>> start TASK INPUT

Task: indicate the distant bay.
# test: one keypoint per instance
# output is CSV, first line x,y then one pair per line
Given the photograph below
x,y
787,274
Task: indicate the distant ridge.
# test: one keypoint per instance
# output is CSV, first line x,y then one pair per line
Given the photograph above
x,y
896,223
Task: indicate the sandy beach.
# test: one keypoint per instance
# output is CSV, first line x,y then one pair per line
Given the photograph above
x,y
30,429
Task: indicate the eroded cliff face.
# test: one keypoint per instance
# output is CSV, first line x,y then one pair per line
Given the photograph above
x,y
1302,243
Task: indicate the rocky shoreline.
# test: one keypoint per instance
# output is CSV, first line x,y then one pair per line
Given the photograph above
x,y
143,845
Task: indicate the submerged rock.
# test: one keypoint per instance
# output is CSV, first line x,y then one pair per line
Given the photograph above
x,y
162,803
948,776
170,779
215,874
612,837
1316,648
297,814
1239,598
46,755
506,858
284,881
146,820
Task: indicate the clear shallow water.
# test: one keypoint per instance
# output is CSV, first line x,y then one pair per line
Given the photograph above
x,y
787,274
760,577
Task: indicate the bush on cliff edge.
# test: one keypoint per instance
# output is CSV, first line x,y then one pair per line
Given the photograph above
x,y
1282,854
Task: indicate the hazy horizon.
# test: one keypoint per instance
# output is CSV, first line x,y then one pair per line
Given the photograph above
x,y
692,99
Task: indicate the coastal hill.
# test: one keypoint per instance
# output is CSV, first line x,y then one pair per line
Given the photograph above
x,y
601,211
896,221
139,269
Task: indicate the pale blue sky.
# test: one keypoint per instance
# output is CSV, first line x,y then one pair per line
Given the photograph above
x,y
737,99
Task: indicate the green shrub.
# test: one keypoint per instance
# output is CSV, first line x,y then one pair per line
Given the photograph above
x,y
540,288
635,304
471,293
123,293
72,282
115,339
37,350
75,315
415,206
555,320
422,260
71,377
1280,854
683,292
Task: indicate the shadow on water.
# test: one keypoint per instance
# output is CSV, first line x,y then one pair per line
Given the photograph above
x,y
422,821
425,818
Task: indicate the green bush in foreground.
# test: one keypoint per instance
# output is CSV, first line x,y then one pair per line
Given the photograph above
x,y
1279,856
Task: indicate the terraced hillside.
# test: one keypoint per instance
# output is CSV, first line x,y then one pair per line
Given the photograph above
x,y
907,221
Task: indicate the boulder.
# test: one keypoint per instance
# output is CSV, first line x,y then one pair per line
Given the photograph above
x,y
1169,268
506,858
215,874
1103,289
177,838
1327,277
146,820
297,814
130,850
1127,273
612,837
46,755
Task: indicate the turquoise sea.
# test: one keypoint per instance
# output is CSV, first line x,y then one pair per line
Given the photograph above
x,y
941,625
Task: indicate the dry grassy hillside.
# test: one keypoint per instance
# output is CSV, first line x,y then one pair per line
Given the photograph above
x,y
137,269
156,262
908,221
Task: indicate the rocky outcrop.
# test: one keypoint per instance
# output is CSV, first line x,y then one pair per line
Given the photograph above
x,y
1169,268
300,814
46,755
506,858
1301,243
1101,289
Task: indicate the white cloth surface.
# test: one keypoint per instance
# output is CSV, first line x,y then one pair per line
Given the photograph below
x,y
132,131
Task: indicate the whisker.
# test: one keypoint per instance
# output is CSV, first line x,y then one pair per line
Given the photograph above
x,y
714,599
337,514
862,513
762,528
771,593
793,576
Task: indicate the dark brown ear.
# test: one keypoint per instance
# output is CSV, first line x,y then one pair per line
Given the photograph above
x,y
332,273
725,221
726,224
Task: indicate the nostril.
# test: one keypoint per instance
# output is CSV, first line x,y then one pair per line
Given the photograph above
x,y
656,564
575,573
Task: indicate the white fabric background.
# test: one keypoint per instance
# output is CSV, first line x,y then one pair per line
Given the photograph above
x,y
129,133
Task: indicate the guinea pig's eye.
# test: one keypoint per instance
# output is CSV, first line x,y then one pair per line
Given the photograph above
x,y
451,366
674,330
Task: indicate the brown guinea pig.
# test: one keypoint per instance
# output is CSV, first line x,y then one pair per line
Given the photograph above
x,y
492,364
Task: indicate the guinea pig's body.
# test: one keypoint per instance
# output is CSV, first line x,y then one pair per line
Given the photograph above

>> end TASK INPUT

Repeat the entries exactly, all of them.

Task: indicate the distant bay.
# test: one keypoint per instance
# output is CSV, first line x,y then one pair per line
Given the photograph below
x,y
787,274
Task: indicate the distant ridge.
# test: one keypoint per instance
# output is CSV, first line x,y then one pair per line
Given the photograph above
x,y
896,223
Task: indicate the sandy beach.
# test: one keypoint per instance
# output is CSV, first line x,y then one pair per line
Given the photograph above
x,y
30,429
Task: indicate the eroded cliff face.
# test: one keypoint per instance
# output is CSV, first line x,y then one pair per line
Given the photograph above
x,y
1302,243
Task: indicate the rocky shoreline.
# test: one keypoint per instance
# output is CSV, first line x,y then one pair per line
Given the photograph above
x,y
143,845
Task: indicate the submerged rock.
# test: one keypoint per instance
# output is CSV, first line x,y then one pair per line
Given the photograph above
x,y
162,803
948,776
170,779
215,874
612,837
1316,648
297,814
1239,598
46,755
506,858
284,881
146,820
Task: indicate the clear shallow water.
# test: one keypoint per instance
# output is CSV, first line x,y then one pair per line
Given the photograph above
x,y
787,274
760,577
Task: indicate the bush on cliff edge.
# test: one keypoint per instance
# output is CSV, first line x,y then one pair per line
Given the photograph above
x,y
1282,854
Task: indicate the hazy horizon.
# test: one keypoint per instance
# output is CSV, first line x,y then one pair per line
Given the photograph above
x,y
692,99
Task: indicate the coastal hill.
# test: one keypoint per instance
# output is CSV, first line x,y then one pair per line
Given the photograph above
x,y
601,211
896,221
139,269
Task: indicate the pale blue sky.
# test: one keypoint per instance
# output is CSV, first line x,y then one pair per line
Given the photograph above
x,y
737,99
Task: indicate the green shrub.
# test: one keypoint per instance
# output is CSV, first line x,y then one pair per line
Given the photograph above
x,y
540,288
635,304
471,293
123,293
72,282
115,339
37,350
75,315
415,206
555,320
422,260
71,377
1280,854
683,292
Task: indicate the shadow on water.
# test: one keypoint per instance
# output is CSV, first line x,y then one pair per line
Given the photograph above
x,y
422,821
425,818
Task: indicate the green bush in foreground.
# test: one keypoint per instance
# output is CSV, first line x,y then one pair per line
Given the photograph above
x,y
1279,856
Task: indicate the terraced hillside.
# test: one keypoint per instance
# output is CSV, first line x,y then one pair per line
Given the photograph above
x,y
907,221
Task: indicate the boulder.
# test: one keypoint per instance
# output is CSV, first line x,y then one pair per line
Given the photograph above
x,y
1169,268
506,858
215,874
1103,289
177,838
1327,277
146,820
297,814
130,850
1127,273
612,837
46,755
Task: indicate the turquoise sea.
# test: one keypoint per instance
# output is CSV, first line x,y then one pair per line
Given the photograph above
x,y
941,625
Task: indicate the dry grassy hillside.
# test: one keypoint per instance
# output is CSV, first line x,y then one pair per line
Given the photograph above
x,y
137,269
156,262
908,221
Task: indicate the rocky outcrop.
# test: one keypoint per instance
# output is CSV, first line x,y then one pair per line
Given the photograph above
x,y
1169,268
300,814
46,755
506,858
1301,243
1101,289
Task: indicate the white cloth surface.
# test: one keypoint per instance
# output is CSV, first line x,y then one pair per line
Given the photograph below
x,y
132,131
Task: indicate the whisker.
# test: one keypoint per instance
# output is CSV, first line x,y then one pair per line
Given the photograph above
x,y
714,599
337,514
862,513
762,528
771,593
793,576
Task: indicate the dark brown ear.
# test: one keypoint per instance
# output is CSV, first line x,y then one pair per line
Given the photograph above
x,y
332,273
725,221
726,224
Task: indicate the nostril.
# test: one keypoint per instance
# output is CSV, first line x,y then one pair per line
Given the photograph above
x,y
656,564
575,573
Task: indicate the white fabric background.
# test: one keypoint per instance
# output is CSV, first line x,y then one pair per line
Given the photograph above
x,y
129,133
Task: indicate the guinea pig's eye.
# test: one keypoint per instance
# output is CSV, first line x,y then one pair per line
Given the photograph above
x,y
451,366
674,330
Task: indicate the brown guinea pig.
# test: one keypoint per instance
# output is CSV, first line x,y then one pair per line
Given the photograph above
x,y
492,364
Task: indicate the guinea pig's body.
# test: one keypoint per instance
# output is CSV, first line x,y then one pair per line
Given the photograph above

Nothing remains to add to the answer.